[START Supplied records]
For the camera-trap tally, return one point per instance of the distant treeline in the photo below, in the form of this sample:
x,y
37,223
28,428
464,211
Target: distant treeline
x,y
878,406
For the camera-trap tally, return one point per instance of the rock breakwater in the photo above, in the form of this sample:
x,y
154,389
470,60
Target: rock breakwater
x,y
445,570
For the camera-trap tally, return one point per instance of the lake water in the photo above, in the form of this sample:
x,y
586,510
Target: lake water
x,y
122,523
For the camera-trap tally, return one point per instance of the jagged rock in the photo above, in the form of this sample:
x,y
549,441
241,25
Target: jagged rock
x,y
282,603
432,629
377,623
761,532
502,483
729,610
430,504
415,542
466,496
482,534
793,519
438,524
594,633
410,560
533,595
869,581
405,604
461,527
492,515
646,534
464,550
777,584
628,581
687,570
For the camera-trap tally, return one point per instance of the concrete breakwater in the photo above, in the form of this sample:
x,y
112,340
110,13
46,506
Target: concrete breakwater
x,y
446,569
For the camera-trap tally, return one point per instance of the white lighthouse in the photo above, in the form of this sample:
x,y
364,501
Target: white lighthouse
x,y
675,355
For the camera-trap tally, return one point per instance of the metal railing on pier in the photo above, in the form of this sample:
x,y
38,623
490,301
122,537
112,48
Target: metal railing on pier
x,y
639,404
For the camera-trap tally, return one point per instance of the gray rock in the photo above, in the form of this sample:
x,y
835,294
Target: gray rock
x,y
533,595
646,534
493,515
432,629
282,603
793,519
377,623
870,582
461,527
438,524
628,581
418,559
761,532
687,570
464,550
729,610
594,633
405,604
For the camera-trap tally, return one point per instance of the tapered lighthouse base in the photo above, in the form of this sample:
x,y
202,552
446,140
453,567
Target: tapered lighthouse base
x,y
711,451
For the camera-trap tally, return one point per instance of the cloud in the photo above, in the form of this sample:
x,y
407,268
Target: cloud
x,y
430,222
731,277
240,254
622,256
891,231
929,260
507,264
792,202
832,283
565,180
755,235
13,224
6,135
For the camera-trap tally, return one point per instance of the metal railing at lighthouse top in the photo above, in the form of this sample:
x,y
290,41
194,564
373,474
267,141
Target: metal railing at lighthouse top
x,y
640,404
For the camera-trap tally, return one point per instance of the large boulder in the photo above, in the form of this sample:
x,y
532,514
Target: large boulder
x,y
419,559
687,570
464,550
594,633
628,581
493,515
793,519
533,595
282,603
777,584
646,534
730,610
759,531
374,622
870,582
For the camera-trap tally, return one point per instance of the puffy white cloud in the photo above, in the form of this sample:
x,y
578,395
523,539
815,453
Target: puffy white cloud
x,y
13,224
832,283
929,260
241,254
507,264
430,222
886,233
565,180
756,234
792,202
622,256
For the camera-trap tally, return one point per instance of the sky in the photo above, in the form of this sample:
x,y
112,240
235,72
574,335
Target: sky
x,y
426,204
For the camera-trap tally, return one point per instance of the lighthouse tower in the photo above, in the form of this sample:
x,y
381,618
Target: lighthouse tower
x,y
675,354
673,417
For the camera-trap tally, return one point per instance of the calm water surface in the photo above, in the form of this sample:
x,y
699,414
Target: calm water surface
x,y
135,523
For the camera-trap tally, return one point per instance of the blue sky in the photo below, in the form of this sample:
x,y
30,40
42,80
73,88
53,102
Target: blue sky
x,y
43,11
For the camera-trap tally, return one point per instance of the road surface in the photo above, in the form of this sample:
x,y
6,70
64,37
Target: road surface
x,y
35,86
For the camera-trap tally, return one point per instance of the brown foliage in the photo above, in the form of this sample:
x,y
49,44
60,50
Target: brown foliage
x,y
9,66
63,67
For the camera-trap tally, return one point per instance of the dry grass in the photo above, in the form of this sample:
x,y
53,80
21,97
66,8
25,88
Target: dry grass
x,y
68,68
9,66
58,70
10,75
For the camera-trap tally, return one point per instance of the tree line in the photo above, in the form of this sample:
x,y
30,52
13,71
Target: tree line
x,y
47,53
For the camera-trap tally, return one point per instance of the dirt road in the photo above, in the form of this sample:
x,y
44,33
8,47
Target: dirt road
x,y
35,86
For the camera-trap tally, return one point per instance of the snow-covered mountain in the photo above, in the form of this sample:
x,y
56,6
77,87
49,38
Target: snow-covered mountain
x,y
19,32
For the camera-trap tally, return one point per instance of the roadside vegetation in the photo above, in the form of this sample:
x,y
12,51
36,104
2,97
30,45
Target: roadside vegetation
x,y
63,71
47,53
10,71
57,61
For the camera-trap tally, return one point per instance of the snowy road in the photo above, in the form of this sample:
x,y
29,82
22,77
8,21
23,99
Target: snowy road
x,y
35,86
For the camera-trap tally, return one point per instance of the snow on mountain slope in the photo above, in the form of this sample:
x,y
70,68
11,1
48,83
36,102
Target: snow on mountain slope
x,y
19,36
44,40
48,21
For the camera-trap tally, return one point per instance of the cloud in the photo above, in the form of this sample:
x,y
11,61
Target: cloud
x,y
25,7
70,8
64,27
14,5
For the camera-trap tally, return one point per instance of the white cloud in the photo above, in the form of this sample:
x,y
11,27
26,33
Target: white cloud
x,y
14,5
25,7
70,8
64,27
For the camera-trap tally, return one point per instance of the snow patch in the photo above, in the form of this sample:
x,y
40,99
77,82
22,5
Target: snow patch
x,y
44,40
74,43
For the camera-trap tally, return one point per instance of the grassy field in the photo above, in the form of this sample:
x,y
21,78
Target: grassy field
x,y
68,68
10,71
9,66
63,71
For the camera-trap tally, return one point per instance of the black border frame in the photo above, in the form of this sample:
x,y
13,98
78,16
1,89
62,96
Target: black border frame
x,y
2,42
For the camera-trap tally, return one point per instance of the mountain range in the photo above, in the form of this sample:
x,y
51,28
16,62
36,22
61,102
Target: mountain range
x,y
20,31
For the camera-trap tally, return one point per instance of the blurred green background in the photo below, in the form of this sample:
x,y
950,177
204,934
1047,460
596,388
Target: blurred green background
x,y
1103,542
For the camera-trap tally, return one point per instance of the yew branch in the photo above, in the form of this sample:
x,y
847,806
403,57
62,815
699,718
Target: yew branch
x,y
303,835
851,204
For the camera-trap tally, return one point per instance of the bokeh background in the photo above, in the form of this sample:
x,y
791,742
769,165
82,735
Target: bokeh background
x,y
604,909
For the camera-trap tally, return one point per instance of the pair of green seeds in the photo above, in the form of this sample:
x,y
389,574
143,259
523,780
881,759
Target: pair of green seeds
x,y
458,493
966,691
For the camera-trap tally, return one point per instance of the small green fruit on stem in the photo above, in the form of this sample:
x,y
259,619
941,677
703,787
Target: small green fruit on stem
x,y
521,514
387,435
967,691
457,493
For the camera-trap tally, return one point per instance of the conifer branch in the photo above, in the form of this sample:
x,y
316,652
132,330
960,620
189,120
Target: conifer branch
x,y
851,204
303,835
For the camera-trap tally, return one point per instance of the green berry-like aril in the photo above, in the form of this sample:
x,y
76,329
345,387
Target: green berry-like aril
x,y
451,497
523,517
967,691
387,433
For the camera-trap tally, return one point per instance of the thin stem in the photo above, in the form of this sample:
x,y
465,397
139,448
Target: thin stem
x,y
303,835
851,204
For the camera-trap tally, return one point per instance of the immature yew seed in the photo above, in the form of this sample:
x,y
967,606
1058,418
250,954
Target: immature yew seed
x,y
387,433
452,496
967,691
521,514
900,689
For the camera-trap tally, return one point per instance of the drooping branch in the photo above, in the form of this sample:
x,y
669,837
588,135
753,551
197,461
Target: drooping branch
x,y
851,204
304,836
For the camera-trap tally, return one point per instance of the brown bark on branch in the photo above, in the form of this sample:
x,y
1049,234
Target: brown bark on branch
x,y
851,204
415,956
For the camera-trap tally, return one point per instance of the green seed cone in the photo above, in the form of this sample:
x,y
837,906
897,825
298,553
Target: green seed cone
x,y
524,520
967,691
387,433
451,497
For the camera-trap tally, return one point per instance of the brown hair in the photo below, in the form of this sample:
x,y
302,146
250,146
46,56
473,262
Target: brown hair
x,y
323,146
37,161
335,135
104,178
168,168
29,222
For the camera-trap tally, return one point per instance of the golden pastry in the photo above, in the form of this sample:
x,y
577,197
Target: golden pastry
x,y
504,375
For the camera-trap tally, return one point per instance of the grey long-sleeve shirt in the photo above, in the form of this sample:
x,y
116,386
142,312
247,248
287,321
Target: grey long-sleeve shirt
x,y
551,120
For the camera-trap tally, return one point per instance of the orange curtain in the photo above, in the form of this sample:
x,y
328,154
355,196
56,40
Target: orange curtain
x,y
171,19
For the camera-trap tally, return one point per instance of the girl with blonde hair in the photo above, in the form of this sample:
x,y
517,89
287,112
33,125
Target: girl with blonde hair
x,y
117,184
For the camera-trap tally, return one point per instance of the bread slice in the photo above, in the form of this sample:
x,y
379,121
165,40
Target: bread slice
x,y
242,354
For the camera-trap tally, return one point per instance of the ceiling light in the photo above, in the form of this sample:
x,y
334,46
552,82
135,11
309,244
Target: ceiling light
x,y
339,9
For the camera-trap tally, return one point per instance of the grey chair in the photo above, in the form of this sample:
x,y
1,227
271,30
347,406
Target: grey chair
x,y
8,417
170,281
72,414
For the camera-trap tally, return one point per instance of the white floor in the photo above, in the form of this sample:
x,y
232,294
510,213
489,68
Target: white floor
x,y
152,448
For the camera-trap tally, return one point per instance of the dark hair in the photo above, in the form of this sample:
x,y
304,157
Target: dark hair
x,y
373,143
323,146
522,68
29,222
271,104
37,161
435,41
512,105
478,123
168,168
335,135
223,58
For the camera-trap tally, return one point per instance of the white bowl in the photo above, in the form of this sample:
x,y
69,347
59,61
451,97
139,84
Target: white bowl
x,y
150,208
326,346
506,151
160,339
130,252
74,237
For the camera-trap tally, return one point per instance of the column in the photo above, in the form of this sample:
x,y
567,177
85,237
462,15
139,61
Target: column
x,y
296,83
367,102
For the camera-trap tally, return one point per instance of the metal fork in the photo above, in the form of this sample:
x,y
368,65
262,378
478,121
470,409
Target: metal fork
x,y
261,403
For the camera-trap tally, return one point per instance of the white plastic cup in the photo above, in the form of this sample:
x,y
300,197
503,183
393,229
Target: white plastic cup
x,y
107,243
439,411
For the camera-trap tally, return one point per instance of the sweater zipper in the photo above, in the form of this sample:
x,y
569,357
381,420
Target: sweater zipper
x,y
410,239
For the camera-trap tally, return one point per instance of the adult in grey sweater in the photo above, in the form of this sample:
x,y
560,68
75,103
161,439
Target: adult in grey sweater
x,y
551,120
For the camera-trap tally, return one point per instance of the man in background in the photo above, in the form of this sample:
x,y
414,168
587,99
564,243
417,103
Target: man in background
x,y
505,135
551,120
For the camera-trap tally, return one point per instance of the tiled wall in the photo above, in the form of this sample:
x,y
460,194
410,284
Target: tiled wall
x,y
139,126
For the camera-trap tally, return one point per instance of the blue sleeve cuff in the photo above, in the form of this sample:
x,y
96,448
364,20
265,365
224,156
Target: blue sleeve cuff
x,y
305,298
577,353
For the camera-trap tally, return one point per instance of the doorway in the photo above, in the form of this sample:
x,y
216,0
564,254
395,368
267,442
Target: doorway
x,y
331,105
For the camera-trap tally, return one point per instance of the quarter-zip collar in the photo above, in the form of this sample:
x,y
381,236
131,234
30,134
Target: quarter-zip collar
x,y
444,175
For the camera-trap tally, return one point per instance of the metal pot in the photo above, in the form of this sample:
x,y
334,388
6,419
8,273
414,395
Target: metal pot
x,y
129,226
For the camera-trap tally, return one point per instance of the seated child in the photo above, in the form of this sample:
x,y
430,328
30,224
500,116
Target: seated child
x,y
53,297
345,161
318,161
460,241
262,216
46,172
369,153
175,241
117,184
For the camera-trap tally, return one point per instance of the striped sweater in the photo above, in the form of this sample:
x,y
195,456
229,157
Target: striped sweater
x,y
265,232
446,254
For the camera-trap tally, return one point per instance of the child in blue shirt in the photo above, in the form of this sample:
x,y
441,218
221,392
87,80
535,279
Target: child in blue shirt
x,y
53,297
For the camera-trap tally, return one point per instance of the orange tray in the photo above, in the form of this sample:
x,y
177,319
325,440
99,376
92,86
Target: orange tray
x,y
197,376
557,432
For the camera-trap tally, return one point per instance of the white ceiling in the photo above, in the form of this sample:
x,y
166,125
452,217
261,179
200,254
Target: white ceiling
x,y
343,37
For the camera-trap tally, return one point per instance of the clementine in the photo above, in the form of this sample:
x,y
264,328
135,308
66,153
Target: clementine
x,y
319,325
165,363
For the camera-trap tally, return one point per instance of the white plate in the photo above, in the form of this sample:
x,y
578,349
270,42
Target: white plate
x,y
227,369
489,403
[END Supplied records]
Goal
The line containing "of the child" and every line after it, through the end of the records, should be repeated exactly and alone.

Task response
For the camera-trap tally, return one point per instance of the child in blue shirt in the photo above, in the form of this sample:
x,y
441,218
221,392
87,80
535,279
Target: child in blue shirt
x,y
53,297
For the camera-trap tally, return one point per instance of the orange tray in the photo above, in the form of this sample:
x,y
177,319
325,440
99,376
92,86
Target: orange tray
x,y
197,376
557,432
For the camera-trap tally, return one point per instance of the white ceiling in the photo above, in the form of this sample:
x,y
166,125
452,217
261,179
200,254
Target: white ceiling
x,y
343,37
For the camera-trap tally, return one point per instance of the clementine in the photo above, in the form of this sample:
x,y
264,328
135,308
66,153
Target: clementine
x,y
319,325
165,363
For the camera-trap tally, return one point per instance of the white plate in the photo above, in the form of this sample:
x,y
578,349
270,42
Target: white plate
x,y
227,369
489,403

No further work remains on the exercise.